[PROBLEM DETAILS] Go through the data and report how many lines include the word "floral", giving only the number.

Data records:
# # #
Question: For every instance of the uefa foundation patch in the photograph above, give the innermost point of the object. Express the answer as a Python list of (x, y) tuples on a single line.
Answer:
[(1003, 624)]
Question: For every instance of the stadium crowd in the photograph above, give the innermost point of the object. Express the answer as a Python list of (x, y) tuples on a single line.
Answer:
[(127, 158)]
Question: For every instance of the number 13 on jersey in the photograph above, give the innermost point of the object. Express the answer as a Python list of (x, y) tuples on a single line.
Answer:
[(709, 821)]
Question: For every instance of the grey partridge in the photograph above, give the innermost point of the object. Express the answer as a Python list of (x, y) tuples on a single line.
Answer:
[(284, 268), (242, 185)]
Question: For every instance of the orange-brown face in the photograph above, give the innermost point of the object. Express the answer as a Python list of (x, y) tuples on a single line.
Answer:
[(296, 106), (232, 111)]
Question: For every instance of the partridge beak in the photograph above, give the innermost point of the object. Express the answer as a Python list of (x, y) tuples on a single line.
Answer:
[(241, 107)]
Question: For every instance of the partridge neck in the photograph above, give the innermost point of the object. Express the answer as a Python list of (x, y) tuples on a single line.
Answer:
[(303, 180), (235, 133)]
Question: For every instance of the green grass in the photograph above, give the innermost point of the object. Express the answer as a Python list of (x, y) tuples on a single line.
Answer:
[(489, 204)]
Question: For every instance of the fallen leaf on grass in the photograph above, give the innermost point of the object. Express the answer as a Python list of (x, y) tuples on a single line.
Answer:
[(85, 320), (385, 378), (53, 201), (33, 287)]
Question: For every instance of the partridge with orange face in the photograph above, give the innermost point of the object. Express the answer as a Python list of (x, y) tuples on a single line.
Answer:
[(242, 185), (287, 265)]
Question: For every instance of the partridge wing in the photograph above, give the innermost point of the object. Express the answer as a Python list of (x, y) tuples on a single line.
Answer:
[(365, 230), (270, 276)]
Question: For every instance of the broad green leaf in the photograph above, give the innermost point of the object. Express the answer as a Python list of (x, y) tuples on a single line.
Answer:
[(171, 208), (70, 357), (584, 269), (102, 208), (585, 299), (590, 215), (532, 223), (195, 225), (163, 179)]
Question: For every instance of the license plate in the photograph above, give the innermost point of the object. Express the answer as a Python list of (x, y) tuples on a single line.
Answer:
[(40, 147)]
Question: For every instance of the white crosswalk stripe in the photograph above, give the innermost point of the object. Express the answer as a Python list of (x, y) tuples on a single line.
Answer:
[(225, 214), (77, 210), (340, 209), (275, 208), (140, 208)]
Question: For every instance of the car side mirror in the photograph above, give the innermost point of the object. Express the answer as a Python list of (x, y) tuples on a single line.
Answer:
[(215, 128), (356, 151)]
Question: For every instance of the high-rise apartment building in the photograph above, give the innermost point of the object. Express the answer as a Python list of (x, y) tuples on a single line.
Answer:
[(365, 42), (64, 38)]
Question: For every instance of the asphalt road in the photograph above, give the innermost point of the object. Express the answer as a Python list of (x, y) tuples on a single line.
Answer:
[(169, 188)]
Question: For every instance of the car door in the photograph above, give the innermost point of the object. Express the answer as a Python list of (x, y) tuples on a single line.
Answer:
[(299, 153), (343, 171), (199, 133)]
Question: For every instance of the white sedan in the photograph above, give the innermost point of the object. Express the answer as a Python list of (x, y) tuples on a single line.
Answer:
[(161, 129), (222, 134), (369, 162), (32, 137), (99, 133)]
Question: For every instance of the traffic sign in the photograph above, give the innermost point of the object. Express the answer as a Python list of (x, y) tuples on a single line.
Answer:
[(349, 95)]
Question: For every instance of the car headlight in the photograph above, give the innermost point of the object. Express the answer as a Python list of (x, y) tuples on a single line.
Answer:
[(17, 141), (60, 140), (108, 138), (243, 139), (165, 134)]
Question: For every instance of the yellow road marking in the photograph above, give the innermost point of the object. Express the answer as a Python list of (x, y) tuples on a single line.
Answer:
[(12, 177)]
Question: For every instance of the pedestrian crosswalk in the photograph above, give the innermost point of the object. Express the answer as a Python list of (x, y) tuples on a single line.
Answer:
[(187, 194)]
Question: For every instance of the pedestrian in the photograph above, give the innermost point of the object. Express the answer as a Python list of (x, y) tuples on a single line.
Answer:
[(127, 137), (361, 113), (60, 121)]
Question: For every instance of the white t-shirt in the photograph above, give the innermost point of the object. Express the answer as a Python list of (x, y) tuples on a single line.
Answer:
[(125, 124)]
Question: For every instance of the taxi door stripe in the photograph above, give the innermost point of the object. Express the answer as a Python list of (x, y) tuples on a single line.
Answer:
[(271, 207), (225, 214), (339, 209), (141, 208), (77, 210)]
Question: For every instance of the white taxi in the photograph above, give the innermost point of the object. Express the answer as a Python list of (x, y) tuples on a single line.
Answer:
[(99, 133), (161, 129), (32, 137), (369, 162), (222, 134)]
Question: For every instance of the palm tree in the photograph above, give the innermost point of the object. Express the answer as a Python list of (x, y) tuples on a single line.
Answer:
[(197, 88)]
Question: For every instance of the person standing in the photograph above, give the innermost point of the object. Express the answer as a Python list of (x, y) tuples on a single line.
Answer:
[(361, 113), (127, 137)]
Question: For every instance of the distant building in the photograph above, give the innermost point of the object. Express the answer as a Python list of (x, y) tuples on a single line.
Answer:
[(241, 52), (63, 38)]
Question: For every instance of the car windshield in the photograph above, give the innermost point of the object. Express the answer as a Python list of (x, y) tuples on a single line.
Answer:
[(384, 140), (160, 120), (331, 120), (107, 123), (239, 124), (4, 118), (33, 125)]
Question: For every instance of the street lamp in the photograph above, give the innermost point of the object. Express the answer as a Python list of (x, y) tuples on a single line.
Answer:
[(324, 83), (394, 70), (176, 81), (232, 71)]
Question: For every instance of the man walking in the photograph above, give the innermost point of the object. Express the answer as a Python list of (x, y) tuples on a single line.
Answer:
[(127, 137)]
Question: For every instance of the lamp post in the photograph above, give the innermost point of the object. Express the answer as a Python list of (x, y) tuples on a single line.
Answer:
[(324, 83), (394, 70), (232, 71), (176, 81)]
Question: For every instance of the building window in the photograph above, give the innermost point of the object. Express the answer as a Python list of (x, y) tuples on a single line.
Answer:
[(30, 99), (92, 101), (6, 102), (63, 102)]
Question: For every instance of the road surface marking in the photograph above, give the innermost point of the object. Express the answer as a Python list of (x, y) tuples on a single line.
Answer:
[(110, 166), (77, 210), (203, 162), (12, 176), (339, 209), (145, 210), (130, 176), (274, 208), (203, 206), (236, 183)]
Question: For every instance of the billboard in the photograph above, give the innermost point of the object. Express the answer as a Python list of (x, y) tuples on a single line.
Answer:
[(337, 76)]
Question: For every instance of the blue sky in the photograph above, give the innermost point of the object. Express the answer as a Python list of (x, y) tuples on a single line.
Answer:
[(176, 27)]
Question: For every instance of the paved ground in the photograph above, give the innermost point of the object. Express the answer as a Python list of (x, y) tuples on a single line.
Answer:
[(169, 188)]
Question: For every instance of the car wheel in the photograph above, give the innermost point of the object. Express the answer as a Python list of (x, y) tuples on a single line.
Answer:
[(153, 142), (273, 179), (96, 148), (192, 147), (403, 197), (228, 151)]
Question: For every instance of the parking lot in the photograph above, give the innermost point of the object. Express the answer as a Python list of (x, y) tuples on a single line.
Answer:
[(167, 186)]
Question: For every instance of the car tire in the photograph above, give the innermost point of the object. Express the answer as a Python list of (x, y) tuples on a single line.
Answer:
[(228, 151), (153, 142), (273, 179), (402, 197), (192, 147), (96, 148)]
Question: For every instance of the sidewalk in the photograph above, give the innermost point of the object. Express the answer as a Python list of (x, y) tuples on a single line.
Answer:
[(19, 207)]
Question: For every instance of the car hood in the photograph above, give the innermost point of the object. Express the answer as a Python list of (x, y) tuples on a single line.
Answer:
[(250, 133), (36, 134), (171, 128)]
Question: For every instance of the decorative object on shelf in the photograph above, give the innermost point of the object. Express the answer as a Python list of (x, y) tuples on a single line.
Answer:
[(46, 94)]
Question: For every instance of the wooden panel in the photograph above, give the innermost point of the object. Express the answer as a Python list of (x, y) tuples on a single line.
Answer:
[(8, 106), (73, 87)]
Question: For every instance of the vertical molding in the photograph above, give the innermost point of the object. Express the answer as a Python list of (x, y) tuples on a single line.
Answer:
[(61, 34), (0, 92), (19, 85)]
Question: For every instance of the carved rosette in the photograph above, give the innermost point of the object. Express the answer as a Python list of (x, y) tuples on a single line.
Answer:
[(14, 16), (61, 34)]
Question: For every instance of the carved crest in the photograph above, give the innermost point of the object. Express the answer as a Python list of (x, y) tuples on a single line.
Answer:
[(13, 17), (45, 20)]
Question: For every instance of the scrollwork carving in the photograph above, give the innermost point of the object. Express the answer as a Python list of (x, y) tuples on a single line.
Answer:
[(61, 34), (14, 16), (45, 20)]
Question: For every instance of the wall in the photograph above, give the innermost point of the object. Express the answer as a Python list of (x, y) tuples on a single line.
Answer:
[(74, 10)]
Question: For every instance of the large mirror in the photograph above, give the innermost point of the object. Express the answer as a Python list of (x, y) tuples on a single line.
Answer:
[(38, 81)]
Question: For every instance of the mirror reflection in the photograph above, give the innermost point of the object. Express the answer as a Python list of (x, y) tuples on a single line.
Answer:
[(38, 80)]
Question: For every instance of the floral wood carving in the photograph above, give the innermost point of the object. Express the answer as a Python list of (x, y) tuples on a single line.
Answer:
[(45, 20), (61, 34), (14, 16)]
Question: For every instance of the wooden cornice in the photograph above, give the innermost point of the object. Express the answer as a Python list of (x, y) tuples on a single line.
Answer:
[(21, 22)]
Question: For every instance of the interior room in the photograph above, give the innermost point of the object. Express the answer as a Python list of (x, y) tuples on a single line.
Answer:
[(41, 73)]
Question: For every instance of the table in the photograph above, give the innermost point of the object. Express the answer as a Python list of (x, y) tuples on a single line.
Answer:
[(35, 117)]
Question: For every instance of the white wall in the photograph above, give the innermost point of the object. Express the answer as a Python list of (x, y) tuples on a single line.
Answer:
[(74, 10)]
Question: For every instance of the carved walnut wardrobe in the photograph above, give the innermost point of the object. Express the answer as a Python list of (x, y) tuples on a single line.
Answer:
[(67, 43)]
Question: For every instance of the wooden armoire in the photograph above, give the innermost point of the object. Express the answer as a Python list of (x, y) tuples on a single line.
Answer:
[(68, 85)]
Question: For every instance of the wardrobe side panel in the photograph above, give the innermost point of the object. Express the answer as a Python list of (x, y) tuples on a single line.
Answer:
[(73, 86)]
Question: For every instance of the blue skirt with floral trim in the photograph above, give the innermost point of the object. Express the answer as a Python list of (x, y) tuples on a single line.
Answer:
# # #
[SOLUTION] 2